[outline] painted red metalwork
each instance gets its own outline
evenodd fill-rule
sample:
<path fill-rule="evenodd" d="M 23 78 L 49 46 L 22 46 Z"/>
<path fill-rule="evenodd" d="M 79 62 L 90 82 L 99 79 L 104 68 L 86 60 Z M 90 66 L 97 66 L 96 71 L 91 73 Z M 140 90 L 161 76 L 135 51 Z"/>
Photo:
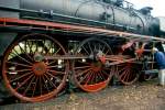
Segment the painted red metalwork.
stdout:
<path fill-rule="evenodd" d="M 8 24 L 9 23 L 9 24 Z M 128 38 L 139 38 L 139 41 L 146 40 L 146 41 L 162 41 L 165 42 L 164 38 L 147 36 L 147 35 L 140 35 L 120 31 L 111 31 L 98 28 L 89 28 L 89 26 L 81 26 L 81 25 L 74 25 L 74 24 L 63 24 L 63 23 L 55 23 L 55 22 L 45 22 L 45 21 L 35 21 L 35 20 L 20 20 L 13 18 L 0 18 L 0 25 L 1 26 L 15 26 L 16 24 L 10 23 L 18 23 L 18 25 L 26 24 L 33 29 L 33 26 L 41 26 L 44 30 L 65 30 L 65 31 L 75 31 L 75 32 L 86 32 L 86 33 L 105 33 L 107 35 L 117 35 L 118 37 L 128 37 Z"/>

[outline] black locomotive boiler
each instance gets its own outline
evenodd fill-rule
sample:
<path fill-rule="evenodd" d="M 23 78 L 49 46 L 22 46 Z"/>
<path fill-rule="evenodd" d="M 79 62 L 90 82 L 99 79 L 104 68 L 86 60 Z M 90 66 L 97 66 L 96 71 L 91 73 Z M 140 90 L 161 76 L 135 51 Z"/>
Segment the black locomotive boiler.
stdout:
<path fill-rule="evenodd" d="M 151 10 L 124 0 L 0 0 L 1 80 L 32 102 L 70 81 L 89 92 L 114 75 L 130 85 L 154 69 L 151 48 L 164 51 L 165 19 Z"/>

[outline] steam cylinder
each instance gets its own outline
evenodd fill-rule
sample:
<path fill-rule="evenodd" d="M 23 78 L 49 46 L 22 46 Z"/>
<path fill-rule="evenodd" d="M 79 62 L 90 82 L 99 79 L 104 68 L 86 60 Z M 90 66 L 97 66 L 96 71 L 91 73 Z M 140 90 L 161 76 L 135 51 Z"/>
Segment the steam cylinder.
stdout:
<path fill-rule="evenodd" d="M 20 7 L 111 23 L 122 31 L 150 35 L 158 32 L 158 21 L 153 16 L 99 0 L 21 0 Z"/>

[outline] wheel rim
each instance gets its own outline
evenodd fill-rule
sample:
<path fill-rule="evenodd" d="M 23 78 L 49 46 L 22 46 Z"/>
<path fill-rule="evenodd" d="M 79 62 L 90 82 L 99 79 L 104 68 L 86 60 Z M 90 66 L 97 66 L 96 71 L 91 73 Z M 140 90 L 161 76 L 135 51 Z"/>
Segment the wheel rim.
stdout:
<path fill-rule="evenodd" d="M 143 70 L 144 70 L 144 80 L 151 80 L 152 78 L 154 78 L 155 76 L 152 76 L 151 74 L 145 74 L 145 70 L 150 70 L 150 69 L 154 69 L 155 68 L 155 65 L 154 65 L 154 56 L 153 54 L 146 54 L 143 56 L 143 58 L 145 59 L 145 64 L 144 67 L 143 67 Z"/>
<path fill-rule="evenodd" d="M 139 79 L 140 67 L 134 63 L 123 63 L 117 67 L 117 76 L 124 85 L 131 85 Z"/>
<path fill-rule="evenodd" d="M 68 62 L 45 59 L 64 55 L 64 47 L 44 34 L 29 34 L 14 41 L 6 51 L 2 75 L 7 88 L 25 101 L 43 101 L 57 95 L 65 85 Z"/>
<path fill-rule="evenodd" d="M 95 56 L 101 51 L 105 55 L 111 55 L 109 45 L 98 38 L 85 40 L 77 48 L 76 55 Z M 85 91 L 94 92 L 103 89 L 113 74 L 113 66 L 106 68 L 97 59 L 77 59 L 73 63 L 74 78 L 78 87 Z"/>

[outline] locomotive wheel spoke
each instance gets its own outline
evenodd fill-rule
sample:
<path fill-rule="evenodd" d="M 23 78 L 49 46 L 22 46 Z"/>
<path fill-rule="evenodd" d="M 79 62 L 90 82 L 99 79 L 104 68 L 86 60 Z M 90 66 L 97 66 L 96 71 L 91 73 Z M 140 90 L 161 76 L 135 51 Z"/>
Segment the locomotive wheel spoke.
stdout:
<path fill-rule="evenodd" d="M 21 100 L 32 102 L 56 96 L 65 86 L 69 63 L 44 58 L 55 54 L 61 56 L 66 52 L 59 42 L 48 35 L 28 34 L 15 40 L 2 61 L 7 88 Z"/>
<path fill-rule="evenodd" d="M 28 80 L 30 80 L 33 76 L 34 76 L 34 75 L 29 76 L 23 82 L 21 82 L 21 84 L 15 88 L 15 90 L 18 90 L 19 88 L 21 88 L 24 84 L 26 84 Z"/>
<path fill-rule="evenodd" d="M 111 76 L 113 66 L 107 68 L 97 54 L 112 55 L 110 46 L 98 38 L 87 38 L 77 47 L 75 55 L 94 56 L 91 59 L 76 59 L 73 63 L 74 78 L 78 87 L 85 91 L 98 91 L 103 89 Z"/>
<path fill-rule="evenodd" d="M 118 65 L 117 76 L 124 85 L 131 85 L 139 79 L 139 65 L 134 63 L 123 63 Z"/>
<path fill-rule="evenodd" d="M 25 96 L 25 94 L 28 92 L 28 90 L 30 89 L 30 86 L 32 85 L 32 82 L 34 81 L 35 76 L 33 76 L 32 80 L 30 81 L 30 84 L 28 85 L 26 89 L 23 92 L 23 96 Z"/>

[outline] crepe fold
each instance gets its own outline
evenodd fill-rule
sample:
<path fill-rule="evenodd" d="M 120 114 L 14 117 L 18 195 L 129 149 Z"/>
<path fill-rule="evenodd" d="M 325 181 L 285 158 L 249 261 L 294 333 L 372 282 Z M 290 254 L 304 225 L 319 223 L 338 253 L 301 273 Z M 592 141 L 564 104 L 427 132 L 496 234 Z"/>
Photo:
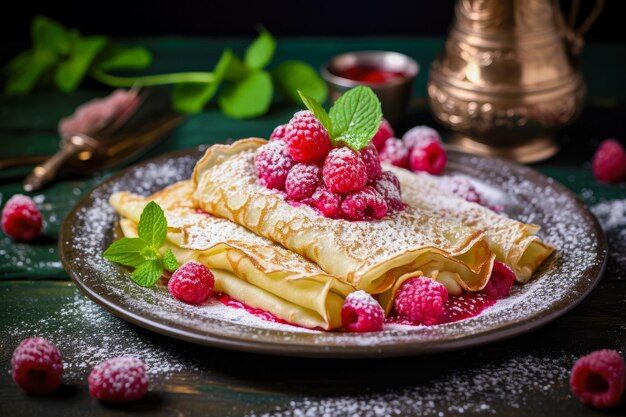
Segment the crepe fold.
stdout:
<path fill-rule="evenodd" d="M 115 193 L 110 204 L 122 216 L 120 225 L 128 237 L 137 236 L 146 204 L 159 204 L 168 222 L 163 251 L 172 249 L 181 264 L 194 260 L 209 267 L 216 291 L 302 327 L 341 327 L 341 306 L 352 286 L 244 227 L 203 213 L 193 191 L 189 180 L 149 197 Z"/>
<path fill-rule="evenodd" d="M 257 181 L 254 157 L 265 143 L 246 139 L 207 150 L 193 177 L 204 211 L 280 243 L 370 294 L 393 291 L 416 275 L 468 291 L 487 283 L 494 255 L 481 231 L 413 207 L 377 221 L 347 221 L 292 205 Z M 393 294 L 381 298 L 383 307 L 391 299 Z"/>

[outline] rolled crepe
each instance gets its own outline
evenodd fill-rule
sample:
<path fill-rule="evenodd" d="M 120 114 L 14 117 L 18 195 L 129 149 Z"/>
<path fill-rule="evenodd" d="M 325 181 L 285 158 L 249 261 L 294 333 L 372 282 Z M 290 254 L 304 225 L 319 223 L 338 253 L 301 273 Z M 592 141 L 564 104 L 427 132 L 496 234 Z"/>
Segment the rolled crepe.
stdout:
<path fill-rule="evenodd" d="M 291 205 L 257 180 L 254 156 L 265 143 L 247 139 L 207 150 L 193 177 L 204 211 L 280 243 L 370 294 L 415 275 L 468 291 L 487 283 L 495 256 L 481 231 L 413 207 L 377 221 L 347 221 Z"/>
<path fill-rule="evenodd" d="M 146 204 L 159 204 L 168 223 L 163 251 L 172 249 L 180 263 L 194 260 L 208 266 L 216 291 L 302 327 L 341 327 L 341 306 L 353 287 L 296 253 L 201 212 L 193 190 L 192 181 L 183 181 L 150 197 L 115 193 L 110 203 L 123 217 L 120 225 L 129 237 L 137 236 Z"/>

# # # #

→ EXERCISE BRIEF: Please output the data as a Markdown table with the columns "No." and "Text", numbering each line. Begin at the first line of the data, stop after the line that has "151 10 L 124", and leave out blank lines and pictures.

→ WRITTEN RESPONSE:
| No. | Text |
|---|---|
| 1 | [outline] painted red metalwork |
| 2 | each instance gets its own outline |
| 3 | evenodd fill-rule |
| 4 | sample: |
| 5 | <path fill-rule="evenodd" d="M 23 78 L 49 46 L 22 46 Z"/> |
| 6 | <path fill-rule="evenodd" d="M 79 62 L 90 82 L 99 79 L 104 68 L 86 60 Z M 90 66 L 97 66 L 96 71 L 91 73 Z M 140 90 L 161 76 L 135 51 Z"/> |
| 7 | Photo: |
| 8 | Segment the painted red metalwork. |
| 9 | stdout: |
| 10 | <path fill-rule="evenodd" d="M 8 24 L 9 23 L 9 24 Z M 128 38 L 139 38 L 139 41 L 146 40 L 146 41 L 162 41 L 165 42 L 164 38 L 147 36 L 147 35 L 140 35 L 120 31 L 111 31 L 98 28 L 89 28 L 89 26 L 81 26 L 81 25 L 74 25 L 74 24 L 63 24 L 63 23 L 55 23 L 55 22 L 45 22 L 45 21 L 35 21 L 35 20 L 20 20 L 13 18 L 0 18 L 0 25 L 1 26 L 15 26 L 16 24 L 10 23 L 18 23 L 18 25 L 26 24 L 33 29 L 33 26 L 41 26 L 44 30 L 65 30 L 65 31 L 75 31 L 75 32 L 86 32 L 86 33 L 105 33 L 107 35 L 117 35 L 118 37 L 128 37 Z"/> |
| 11 | [outline] black locomotive boiler |
| 12 | each instance gets its own outline |
| 13 | evenodd fill-rule |
| 14 | sample: |
| 15 | <path fill-rule="evenodd" d="M 23 78 L 49 46 L 22 46 Z"/> |
| 16 | <path fill-rule="evenodd" d="M 79 62 L 90 82 L 99 79 L 104 68 L 86 60 Z M 90 66 L 97 66 L 96 71 L 91 73 Z M 140 90 L 161 76 L 135 51 Z"/> |
| 17 | Segment the black locomotive boiler. |
| 18 | stdout: |
| 19 | <path fill-rule="evenodd" d="M 151 10 L 124 0 L 0 0 L 1 80 L 32 102 L 70 81 L 89 92 L 114 75 L 130 85 L 154 69 L 151 48 L 164 51 L 165 19 Z"/> |